[Point annotation records]
┌──

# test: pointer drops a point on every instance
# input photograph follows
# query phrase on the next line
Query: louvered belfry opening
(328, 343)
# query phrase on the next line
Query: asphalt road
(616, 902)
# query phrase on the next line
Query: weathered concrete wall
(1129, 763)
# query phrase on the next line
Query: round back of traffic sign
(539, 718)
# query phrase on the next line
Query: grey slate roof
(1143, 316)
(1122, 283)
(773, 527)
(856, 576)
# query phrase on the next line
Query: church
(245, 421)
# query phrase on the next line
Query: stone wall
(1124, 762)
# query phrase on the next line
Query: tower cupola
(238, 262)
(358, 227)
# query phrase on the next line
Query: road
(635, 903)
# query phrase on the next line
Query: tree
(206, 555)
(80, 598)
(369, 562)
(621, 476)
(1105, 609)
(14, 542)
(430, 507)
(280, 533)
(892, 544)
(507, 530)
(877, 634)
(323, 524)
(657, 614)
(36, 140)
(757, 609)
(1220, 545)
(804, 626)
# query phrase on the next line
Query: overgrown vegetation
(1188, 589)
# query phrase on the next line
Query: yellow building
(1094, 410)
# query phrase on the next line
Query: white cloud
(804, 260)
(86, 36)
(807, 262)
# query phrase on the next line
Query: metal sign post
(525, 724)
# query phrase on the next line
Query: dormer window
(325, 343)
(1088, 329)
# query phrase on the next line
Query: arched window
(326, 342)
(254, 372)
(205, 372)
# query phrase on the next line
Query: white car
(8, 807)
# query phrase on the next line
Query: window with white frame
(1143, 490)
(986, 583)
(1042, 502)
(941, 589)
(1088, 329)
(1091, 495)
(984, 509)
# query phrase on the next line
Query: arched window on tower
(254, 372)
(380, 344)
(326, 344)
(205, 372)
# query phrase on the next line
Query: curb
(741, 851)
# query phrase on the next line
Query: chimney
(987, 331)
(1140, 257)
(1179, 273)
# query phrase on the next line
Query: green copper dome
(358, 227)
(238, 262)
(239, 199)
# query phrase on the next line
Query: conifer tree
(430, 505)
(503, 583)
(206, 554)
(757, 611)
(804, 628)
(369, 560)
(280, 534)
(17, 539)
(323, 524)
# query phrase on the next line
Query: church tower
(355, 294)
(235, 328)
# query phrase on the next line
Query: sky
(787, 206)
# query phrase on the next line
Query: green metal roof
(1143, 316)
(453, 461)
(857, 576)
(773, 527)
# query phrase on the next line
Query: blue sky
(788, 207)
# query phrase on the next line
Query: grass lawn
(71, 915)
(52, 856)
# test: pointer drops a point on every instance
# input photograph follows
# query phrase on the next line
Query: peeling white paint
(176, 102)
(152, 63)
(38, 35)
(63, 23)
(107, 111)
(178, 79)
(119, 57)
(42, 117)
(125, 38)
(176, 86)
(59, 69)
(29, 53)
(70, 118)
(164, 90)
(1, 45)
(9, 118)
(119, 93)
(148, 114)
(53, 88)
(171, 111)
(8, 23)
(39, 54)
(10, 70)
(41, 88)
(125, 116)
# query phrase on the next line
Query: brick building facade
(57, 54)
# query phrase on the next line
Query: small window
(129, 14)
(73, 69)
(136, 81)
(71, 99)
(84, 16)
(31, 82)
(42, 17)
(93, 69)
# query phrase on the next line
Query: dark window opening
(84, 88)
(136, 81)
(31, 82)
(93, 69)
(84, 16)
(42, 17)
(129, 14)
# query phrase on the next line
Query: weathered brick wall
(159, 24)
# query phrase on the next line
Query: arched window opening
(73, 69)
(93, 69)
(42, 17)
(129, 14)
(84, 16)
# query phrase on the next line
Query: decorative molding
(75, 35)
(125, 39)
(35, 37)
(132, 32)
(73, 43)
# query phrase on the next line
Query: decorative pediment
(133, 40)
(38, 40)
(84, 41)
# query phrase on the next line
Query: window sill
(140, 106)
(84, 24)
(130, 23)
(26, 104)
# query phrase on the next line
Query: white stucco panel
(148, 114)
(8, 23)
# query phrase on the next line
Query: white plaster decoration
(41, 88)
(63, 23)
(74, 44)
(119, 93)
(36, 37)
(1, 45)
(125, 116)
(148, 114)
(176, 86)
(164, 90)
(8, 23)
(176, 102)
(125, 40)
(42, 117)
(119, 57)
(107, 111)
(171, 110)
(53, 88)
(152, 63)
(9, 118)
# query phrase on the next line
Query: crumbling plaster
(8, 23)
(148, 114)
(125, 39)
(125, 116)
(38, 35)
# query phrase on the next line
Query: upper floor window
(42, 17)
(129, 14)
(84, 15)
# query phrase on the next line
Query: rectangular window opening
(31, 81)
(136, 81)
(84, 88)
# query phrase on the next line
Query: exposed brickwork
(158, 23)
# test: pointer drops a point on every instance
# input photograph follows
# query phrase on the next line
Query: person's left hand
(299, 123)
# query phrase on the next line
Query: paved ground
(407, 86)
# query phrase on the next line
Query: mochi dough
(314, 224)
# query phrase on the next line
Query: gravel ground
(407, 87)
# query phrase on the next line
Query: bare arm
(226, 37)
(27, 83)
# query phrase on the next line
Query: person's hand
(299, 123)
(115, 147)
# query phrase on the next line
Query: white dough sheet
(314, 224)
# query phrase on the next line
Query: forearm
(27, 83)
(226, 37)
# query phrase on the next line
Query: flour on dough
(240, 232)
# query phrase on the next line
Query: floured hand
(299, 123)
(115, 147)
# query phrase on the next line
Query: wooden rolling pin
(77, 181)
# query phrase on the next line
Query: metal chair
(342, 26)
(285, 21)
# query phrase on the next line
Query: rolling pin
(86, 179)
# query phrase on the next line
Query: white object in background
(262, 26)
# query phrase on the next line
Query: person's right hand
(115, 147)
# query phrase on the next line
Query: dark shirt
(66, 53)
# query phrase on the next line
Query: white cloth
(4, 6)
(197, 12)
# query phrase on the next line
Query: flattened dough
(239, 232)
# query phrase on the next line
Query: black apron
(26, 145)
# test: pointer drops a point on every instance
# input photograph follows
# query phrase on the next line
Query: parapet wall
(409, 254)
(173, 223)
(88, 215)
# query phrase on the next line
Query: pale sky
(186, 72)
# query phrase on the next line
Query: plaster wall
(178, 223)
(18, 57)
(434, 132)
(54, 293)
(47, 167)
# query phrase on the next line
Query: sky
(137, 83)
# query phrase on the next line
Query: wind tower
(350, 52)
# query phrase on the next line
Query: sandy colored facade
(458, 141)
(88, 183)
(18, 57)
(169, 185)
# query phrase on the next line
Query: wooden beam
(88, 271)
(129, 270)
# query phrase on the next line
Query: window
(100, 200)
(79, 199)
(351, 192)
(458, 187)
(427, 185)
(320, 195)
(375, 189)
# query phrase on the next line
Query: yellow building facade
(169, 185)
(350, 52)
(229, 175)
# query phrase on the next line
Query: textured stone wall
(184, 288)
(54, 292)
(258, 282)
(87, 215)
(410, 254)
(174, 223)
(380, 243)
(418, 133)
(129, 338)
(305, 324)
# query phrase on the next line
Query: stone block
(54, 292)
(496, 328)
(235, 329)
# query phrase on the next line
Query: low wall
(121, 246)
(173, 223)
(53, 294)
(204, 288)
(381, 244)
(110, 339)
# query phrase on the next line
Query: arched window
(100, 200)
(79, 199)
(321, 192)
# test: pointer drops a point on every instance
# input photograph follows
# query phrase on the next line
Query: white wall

└──
┌──

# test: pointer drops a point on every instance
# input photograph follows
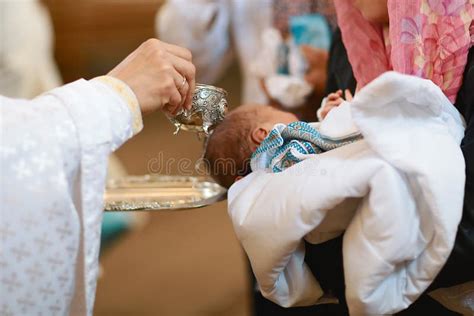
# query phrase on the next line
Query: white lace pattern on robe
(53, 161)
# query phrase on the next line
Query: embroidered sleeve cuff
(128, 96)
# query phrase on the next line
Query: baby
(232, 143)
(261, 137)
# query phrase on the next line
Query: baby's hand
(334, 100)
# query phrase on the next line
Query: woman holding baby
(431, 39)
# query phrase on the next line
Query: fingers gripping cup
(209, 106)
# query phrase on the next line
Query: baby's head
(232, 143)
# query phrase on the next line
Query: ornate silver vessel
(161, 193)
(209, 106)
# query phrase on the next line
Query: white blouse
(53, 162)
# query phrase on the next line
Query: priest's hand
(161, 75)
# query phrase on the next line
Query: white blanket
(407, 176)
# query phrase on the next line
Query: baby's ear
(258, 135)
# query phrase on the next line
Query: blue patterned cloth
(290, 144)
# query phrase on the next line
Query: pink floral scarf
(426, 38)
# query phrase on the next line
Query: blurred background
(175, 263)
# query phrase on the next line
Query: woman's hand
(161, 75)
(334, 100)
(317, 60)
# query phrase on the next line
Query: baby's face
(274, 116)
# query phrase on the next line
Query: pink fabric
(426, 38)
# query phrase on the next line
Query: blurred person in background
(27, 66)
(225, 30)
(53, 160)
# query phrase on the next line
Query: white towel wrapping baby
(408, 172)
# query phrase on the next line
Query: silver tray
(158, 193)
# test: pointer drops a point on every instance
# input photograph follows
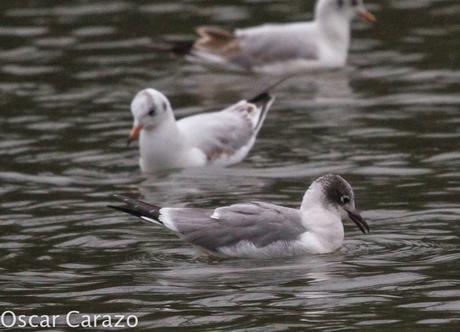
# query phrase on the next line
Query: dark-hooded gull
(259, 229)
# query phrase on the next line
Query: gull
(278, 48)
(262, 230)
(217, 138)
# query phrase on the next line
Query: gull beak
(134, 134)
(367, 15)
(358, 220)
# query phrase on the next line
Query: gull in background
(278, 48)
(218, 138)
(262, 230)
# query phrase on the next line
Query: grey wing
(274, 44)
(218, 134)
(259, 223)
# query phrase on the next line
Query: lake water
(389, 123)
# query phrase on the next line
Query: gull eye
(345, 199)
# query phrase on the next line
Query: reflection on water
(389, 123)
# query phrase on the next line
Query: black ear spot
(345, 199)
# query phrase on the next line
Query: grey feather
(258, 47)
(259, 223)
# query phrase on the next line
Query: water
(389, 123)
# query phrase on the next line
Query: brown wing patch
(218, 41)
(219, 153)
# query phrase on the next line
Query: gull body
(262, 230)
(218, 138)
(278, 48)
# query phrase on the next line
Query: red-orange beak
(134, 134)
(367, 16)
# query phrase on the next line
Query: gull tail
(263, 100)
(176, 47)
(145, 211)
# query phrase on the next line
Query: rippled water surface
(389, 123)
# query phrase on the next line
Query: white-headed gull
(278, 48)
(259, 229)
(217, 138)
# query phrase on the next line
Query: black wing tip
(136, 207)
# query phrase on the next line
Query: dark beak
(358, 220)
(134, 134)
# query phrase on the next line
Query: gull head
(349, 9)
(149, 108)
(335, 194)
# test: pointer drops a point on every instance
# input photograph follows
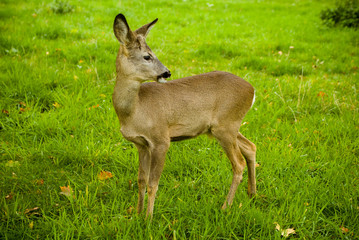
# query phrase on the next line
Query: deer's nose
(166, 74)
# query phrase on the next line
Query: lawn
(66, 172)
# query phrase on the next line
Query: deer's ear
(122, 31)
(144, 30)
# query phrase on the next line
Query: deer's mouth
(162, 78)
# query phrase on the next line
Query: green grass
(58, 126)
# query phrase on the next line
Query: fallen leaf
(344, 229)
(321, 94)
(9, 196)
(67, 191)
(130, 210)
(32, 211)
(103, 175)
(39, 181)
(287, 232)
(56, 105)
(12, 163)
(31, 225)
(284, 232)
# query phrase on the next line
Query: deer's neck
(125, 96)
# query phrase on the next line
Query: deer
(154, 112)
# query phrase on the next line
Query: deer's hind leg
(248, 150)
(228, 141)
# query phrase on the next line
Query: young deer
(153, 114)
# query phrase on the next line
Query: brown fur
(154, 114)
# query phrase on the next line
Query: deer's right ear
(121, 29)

└──
┌──

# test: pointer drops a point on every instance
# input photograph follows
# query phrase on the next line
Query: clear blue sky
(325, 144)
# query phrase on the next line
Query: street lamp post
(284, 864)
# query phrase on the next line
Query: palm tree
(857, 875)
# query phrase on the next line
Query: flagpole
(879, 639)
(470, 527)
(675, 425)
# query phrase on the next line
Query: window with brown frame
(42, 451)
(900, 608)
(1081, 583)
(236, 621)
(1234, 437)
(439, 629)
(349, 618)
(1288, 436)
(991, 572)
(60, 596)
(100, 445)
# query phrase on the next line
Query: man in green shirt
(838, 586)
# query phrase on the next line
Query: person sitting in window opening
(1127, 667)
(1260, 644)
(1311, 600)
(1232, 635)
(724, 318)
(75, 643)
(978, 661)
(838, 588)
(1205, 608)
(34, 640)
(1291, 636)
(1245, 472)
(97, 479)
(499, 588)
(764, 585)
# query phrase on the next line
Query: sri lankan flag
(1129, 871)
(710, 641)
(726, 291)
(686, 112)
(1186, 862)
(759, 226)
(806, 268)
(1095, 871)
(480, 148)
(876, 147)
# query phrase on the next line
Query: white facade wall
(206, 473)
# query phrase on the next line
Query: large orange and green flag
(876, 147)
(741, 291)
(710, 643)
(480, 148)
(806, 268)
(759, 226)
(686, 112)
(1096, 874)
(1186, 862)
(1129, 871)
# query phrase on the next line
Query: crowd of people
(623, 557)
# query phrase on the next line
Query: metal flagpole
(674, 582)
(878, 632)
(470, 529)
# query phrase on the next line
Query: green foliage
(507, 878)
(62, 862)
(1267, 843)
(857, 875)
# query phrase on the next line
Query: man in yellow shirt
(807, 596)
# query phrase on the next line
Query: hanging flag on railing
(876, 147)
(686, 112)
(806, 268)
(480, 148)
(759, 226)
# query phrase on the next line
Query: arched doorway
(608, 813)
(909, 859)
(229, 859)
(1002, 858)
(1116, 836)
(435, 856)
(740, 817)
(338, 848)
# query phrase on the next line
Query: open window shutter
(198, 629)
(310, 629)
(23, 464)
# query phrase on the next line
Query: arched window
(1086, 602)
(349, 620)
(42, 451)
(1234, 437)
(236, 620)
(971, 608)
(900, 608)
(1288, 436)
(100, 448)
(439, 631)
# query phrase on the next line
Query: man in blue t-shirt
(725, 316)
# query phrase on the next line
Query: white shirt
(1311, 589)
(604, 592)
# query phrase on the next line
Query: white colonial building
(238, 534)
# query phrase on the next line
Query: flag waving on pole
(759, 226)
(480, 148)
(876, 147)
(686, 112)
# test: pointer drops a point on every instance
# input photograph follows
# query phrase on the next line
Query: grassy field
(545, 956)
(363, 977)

└──

Description of the task:
Count the lines in the records above that contain the word "wooden", and reply with the number only.

Exercise result:
2